### [TASK REQUIREMENTS]
1 - Transcribe part of the University World News issue word for word, starting at the words "This week's highlights" and ending after the words "increase social divisions.".
2 - In the University World News issue, which universities come next after the Massachusetts Institute of Technology in the QS engineering and computer sciences ranking?

Sunday, 10 April 2011

University World News 166 - 10th April 2011

This week's highlights

In Features, ALISON MOODIE writes that nearly 600 universities have signed up so far for the United Nations Academic Impact, and WAGDY SAWAHEL looks at challenges facing higher education in South Sudan which will become a new state in July. In People, PHILIP FINE remembers Ottilia Chareka, an extraordinary Canadian academic who died last month. In Commentary, HANS DE WIT describes nine misconceptions about internationalisation in higher education, JOHN DOUGLASS, RICHARD EDELSTEIN and CECILE HOARAEU report on the sometimes surprising findings of research into where international students choose to study in California, and JANE HEMSLEY-BROWN argues that freeing up the higher education market in England will increase social divisions.

NEWS: Our correspondents worldwide report

BRAZIL: US, Europe pursue higher education ties
Tom Hennigan
Brazil and America are set to revive ties in education and research following a meeting last month between Barack Obama and his Brazilian counterpart Dilma Rousseff. The presidents ordered a ministerial-level review of existing bilateral programmes covering higher education exchanges and called for a plan to deepen cooperation. Last week a European commissioner also paid a high-level visit to Brazil to strengthen policy cooperation in higher education, academic exchange and strategic ties with the South American giant.
Full report on the University World News site:

GLOBAL: English proficiency ranking of 44 countries
Yojana Sharma
With countries such as Britain and Australia tightening up on the level of English language skills for international student visas, students in some countries are having to invest a great deal more than others in improving language proficiency.
Full report on the University World News site:

UK: Curb fee hikes or lose places, Cable warns
Brendan O'Malley
Universities that seek to charge the highest possible fees and can't fill places as a result will risk having those places withdrawn permanently, UK Business Secretary Vince Cable warned on Wednesday. Instead they should find ways to offer good value for money, he told a meeting of vice-chancellors and principles.
Full report on the University World News site:

GLOBAL: MIT tops global engineering ranking
Karen MacGregor
The Massachusetts Institute of Technology is the top university in the world in engineering and computer sciences, according to the first QS World University Rankings by Subject, published on Tuesday. The next best-performing universities are Stanford and Cambridge.
Full report on the University World News site:

PAKISTAN: University protests against HEC disbanding
Ameen Amjad Khan
Protests by university students and academics erupted last week against the decision by Pakistan's federal government to devolve responsibilities of the Higher Education Commission to provinces, signalling the death throes of the autonomous regulatory body.
Full report on the University World News site:

MALAWI: Academic freedom protests close campuses
Malawian authorities have indefinitely closed two campuses following protests by students and lecturers aimed at pushing for the restoration of academic freedom. The action has seen three academics fired and 17 students arrested.

### [DATA SUPPLIED]

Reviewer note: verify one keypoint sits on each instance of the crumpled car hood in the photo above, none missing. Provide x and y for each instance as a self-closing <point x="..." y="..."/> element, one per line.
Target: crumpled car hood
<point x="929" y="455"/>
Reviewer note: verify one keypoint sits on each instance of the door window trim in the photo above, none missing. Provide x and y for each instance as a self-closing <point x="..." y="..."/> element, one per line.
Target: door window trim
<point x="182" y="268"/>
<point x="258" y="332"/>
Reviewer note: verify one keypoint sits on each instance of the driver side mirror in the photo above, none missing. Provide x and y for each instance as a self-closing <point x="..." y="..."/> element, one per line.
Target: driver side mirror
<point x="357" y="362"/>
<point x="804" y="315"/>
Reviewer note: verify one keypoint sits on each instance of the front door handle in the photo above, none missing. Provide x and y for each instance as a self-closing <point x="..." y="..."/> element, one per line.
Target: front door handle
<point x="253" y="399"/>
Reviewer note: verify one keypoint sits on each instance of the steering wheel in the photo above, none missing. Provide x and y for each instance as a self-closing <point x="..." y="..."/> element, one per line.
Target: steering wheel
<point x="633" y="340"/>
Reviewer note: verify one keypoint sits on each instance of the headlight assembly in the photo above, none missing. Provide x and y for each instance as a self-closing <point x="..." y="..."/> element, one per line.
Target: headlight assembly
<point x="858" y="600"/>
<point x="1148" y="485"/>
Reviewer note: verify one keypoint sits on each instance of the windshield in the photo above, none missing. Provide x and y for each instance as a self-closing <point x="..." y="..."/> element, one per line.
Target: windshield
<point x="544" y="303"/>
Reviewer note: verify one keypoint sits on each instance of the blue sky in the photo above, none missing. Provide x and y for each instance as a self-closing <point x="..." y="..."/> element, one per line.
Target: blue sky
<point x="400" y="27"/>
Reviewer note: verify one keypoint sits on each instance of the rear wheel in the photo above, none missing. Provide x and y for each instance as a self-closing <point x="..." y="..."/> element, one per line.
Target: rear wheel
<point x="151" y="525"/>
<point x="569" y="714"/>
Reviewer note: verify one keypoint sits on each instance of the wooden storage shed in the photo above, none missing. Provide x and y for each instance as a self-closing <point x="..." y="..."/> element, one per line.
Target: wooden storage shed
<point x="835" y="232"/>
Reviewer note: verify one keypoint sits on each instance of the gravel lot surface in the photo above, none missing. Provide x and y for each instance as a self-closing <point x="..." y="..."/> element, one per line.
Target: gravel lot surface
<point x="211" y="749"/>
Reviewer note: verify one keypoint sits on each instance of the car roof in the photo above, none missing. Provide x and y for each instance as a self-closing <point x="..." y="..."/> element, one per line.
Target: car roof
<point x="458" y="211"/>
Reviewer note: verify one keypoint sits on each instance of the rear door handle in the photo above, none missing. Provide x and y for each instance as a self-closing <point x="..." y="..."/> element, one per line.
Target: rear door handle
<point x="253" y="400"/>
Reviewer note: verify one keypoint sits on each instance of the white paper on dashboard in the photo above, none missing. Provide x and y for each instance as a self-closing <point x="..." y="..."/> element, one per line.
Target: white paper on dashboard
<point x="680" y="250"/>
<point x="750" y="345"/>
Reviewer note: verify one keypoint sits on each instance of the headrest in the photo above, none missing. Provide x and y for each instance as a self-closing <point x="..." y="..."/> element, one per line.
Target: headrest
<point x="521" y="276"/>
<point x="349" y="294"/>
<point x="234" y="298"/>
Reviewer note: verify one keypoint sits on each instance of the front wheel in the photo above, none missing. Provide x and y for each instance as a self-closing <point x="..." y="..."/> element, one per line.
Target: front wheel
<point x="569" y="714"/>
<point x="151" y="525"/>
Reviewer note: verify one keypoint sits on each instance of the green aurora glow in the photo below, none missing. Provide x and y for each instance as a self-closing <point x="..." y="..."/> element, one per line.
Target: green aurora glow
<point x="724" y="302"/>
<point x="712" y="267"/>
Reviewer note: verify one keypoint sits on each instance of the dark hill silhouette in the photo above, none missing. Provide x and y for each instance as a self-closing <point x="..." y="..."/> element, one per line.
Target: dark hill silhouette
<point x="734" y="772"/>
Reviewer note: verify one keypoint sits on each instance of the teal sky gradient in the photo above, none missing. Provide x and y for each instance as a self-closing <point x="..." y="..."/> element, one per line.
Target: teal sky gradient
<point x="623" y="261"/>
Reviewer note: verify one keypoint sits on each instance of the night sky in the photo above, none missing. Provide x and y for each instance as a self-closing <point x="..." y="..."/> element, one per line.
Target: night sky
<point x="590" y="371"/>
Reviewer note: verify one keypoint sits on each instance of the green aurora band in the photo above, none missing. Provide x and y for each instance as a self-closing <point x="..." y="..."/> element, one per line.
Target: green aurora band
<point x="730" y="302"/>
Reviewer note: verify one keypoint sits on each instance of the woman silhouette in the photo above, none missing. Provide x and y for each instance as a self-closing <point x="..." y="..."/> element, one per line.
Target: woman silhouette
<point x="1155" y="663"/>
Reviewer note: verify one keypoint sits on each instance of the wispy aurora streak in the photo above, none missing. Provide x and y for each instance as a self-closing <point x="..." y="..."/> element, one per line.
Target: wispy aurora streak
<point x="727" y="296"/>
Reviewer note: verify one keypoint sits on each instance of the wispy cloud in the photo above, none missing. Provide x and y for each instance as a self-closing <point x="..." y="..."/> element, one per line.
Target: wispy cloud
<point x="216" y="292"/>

### [RESPONSE LIST]
1 -
This week's highlights

In Features, ALISON MOODIE writes that nearly 600 universities have signed up so far for the United Nations Academic Impact, and WAGDY SAWAHEL looks at challenges facing higher education in South Sudan which will become a new state in July. In People, PHILIP FINE remembers Ottilia Chareka, an extraordinary Canadian academic who died last month. In Commentary, HANS DE WIT describes nine misconceptions about internationalisation in higher education, JOHN DOUGLASS, RICHARD EDELSTEIN and CECILE HOARAEU report on the sometimes surprising findings of research into where international students choose to study in California, and JANE HEMSLEY-BROWN argues that freeing up the higher education market in England will increase social divisions.

2 - Stanford and Cambridge.